EXERCISE PASSAGE:
Segment Open
Targeting p130Cas-and microtubule-dependent MYC regulation sensitizes pancreatic cancer to ERK MAPK inhibition

To identify therapeutic targets for KRAS mutant pancreatic cancer, we conduct a druggable genome small interfering RNA (siRNA) screen and determine that suppression of BCAR1 sensitizes pancreatic cancer cells to ERK inhibition. Integrative analysis of genome-scale CRISPR-Cas9 screens also identify BCAR1 as a top synthetic lethal interactor with mutant KRAS. BCAR1 encodes the SRC substrate p130Cas. We determine that SRC-inhibitor-mediated suppression of p130Cas phosphorylation impairs MYC transcription through a DOCK1-RAC1-beta-catenin-dependent mechanism. Additionally, genetic suppression of TUBB3, encoding the beta III-tubulin subunit of microtubules, or pharmacological inhibition of microtubule function decreases levels of MYC protein in a calpain-dependent manner and potently sensitizes pancreatic cancer cells to ERK inhibition. Accordingly, the combination of a dual SRC/tubulin inhibitor with an ERK inhibitor cooperates to reduce MYC protein and synergistically suppress the growth of KRAS mutant pancreatic cancer Thus, we demonstrate that mechanistically diverse combinations with ERK inhibition suppress MYC to impair pancreatic cancer proliferation.
Segment Closed
RECORDS SUPPLIED:
Segment Open
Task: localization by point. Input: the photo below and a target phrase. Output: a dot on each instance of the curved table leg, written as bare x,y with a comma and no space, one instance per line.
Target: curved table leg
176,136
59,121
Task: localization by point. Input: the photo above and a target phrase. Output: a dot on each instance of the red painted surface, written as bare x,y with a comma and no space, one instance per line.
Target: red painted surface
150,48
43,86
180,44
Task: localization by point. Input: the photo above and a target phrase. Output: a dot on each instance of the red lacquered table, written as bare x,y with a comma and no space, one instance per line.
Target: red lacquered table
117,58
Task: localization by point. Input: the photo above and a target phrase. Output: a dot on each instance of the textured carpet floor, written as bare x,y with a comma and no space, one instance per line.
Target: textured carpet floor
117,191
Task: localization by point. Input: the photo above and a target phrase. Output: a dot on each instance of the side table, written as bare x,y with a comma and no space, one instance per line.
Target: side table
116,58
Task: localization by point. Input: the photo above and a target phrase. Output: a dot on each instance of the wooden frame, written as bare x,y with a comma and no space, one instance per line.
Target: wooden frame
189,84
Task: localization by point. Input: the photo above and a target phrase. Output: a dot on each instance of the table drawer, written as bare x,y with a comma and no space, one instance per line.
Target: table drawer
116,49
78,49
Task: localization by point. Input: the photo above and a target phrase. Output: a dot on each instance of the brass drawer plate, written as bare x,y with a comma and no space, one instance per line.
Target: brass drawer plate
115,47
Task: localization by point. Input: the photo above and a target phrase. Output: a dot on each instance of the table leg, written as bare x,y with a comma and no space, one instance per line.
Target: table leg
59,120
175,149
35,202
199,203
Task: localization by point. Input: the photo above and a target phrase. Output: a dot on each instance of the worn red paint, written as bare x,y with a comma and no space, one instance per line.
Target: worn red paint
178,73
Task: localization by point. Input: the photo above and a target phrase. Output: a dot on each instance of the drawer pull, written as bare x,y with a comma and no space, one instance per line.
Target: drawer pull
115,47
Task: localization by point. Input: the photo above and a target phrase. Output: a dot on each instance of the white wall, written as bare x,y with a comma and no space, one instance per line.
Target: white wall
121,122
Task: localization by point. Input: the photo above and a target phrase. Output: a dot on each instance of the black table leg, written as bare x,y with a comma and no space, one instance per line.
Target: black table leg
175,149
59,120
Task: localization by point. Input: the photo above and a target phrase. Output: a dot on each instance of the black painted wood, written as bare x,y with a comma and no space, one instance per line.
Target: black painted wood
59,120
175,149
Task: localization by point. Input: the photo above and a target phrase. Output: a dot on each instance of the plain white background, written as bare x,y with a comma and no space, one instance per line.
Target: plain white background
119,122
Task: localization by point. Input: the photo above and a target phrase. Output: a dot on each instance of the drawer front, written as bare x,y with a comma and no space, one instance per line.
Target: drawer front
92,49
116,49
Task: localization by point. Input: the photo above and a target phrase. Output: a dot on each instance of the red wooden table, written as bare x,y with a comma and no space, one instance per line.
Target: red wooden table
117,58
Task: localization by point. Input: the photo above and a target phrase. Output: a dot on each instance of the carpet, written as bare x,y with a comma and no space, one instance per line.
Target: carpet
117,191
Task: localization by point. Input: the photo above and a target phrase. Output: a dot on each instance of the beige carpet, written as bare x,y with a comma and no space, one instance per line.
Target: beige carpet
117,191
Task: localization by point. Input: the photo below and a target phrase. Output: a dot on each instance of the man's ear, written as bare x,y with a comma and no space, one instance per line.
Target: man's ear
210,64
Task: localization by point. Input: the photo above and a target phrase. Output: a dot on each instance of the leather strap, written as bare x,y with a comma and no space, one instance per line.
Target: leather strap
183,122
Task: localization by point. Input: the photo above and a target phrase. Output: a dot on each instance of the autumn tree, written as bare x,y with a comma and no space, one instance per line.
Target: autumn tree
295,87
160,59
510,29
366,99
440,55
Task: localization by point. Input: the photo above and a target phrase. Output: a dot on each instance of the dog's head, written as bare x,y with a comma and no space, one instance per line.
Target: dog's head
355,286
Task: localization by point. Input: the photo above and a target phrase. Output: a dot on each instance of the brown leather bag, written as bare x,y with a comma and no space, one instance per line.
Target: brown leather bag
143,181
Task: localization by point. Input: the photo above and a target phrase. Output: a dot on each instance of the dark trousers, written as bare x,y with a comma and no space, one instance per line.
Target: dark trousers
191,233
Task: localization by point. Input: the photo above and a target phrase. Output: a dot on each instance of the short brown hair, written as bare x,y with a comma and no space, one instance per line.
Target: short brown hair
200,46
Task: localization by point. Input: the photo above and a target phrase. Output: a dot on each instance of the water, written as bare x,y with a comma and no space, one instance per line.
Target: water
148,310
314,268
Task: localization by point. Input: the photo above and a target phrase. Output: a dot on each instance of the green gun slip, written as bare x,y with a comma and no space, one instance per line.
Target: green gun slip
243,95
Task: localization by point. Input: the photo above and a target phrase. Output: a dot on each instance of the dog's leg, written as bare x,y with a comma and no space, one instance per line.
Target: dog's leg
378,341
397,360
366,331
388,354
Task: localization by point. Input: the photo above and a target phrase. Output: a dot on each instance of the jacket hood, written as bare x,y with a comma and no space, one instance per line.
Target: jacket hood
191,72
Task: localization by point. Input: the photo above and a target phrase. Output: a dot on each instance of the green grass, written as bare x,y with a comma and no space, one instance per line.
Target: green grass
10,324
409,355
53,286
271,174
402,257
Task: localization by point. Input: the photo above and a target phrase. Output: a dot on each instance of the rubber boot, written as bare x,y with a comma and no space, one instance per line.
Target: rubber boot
Segment Closed
Extend the pancreatic cancer abstract on p130Cas, microtubules and MYC by writing what comes after its final sentence.

Automated summary

The study identified that suppression of BCAR1, TUBB3, or microtubule function can decrease levels of MYC protein and sensitize pancreatic cancer cells with KRAS mutation to ERK inhibition. The combination of dual SRC/tubulin inhibitor with an ERK inhibitor cooperates to reduce MYC protein and synergistically suppress the growth of KRAS mutant pancreatic cancer.